### Выбранный отрывок
::::::::::

Быть может, эта молва или что другое было причиною, что, когда в проезд государя через Москву Ермолов должен был явиться к монарху, он явился к нему без эполет. «Ваше величество! Отставным эполеты не положены, а я в отставке». Государь, одни говорят, – снял с себя, другие – спросил эполеты и надел на него.
Вступив вновь на службу, или, лучше сказать, числясь на службе, Алексей Петрович не имел особенно важных препоручений, а может быть, даже уклонялся от них.
Рассказывают, что, осматривая однажды военные поселения, стоя на балконе вместе с государем и смотря на местоположение, Ермолов на вопрос, как все это ему нравится, отвечал: «Все хорошо, только вид не хорош». Граф Витте, начальник поселений, стоял тут же.
Следовало бы поговорить о характере Алексея Петровича и его кончине, но я не так был близок к нему, чтобы мог сообщить полное об оном известие, а потому предоставляю будущему биографу дополнить мною недосказанное. Заключу тем, что остроты и образ выражения Алексея Петровича много повредили ему как на службе, так и в обществе.

::::::::::

### Исходные строки
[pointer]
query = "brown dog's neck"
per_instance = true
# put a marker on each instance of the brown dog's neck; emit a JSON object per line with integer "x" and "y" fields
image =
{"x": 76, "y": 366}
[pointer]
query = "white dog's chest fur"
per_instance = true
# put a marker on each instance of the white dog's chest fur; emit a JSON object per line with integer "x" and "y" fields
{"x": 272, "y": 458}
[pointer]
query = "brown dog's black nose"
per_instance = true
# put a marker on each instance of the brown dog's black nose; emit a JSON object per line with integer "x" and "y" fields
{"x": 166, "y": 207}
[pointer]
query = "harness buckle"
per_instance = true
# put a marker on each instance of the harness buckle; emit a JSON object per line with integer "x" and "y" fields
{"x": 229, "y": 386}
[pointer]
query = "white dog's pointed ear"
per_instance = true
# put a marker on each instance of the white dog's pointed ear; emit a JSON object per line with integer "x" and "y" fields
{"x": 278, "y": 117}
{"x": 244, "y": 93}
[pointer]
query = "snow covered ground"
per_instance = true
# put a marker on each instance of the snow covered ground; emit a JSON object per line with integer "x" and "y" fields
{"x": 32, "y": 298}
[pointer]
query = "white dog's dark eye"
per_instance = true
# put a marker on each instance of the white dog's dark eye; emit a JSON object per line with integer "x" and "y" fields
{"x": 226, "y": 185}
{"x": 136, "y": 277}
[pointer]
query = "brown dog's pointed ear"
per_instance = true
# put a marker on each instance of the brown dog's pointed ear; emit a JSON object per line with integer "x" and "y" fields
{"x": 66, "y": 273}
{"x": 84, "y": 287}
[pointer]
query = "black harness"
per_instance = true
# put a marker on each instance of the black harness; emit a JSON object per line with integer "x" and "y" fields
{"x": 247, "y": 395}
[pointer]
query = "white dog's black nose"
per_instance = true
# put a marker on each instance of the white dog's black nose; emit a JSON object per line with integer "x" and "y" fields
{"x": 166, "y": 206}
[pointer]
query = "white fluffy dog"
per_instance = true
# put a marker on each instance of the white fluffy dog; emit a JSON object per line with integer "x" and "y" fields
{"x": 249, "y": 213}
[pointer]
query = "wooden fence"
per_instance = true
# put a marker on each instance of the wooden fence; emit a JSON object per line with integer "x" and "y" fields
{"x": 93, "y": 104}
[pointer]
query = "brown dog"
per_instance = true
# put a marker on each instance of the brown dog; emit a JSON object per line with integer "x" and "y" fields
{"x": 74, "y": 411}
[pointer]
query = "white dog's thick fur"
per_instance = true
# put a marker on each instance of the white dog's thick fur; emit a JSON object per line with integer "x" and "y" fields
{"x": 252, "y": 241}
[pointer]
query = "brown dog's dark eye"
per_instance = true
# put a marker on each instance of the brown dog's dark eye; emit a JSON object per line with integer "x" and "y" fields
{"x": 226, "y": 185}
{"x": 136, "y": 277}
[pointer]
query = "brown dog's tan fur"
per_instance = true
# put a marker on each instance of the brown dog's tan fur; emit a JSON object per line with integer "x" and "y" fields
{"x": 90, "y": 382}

::::::::::

### Задания
1. Кто, согласно выбранному отрывку, был начальником военных поселений?
2. Найди и выпиши все строки, где встречается слово «wooden». Регистр букв учитывается.

### Ответы к заданиям
1. Граф Витте.

2.
query = "wooden fence"
# put a marker on each instance of the wooden fence; emit a JSON object per line with integer "x" and "y" fields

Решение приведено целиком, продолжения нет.